Cela faisait quelques semaines que nous ne vous avions pas proposé un sujet historique. Voilà de quoi y remédier. Nous allons ici vous présenter le cas du programme (avorté) Northrop N-165, un étonnant avion-espion américain, qui ne dépassa pas le stade de la planche à dessin mais fut pourtant un des projets les plus ambitieux de la guerre froide. Un appareil qui faillit même empêcher l’apparition du Lockheed SR-71 Blackbird…
Au printemps 1956, Northrop était un des plus importants avionneurs américains mais aussi un des principaux fournisseurs du Pentagone. L’image de marque de ses ingénieurs était très forte et c’est dans cette logique que l’US Air Force leur confia un programme ultra-secret : la conception et l’usinage d’un avion de reconnaissance stratégique capable de voler à très haute altitude et pendant plus de douze heures au-dessus de l’Union Soviétique et/ou de la Chine.
Dans l’esprit des généraux américains il s’agissait alors de trouver un successeur au Lockheed U-2 alors en service dans le plus grand secret. Le cahier des charges prévoyait que le futur avion emporte un radar cartographique à infrarouge ainsi qu’une demi-douzaine de caméras et d’appareils photographiques de focales différentes. En outre l’avion devait pouvoir voler à plus de 70000 pieds (soit plus de 21300 mètres) d’altitude de manière à rendre inopérante la DCA soviétique.
Northrop commença très sérieusement à plancher sur le programme baptisé N-165. Pour plus de sécurité le Pentagone refusa de lui attribuer une désignation militaire, le faisant ainsi s’approcher du principe Black Project.
Les ingénieurs de Northrop se heurtèrent à plusieurs problèmes majeurs dont le premier était la propulsion du N-165. Finalement ils optèrent pour le Rolls-Royce RA.28 Avon. Pour mémoire ce réacteur britannique avait déjà été utilisé quelques semaines plutôt aux États-Unis sur le Ryan X-13 Vertijet expérimental. Il avait donc reçu l’aval du Pentagone.
Néanmoins dans des soucis de confidentialité autour du programme, Northrop réussit à convaincre le motoriste Westinghouse d’acquérir la licence de production du RA.28 Avon en tant que J54-WE-2. Le prototype du N-165 devait en recevoir six !
Sur le papier le Northrop N-165 était un géant, bien plus imposant que le Lockheed U-2. S’il n’était pas beaucoup plus long avec ses 20.72 mètres l’hexaréacteur possédait une envergure de 53.49 mètres c’est à dire bien plus que n’importe quel avion de reconnaissance américain de l’époque y compris les énormes Boeing RB-47H Stratojet.
Dans les ébauches des ingénieurs sa surface alaire était tout bonnement ahurissante avec 260m².

EXERCICES:
A – Énumérez tous les modèles d'avions, hormis le Northrop N-165 lui-même, que cite le texte sur le Northrop N-165.
B – Retranscrivez le passage du texte sur le Northrop N-165 qui s'ouvre sur les mots contenant « Northrop commença très » et s'achève sur « l’aval du Pentagone. ».

DONNÉES DISPONIBLES:
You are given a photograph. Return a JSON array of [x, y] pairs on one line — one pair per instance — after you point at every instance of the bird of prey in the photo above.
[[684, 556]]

CORRIGÉS:
A –
- Lockheed SR-71 Blackbird
- Lockheed U-2
- Ryan X-13 Vertijet
- Boeing RB-47H Stratojet

B –
Northrop commença très sérieusement à plancher sur le programme baptisé N-165. Pour plus de sécurité le Pentagone refusa de lui attribuer une désignation militaire, le faisant ainsi s’approcher du principe Black Project.
Les ingénieurs de Northrop se heurtèrent à plusieurs problèmes majeurs dont le premier était la propulsion du N-165. Finalement ils optèrent pour le Rolls-Royce RA.28 Avon. Pour mémoire ce réacteur britannique avait déjà été utilisé quelques semaines plutôt aux États-Unis sur le Ryan X-13 Vertijet expérimental. Il avait donc reçu l’aval du Pentagone.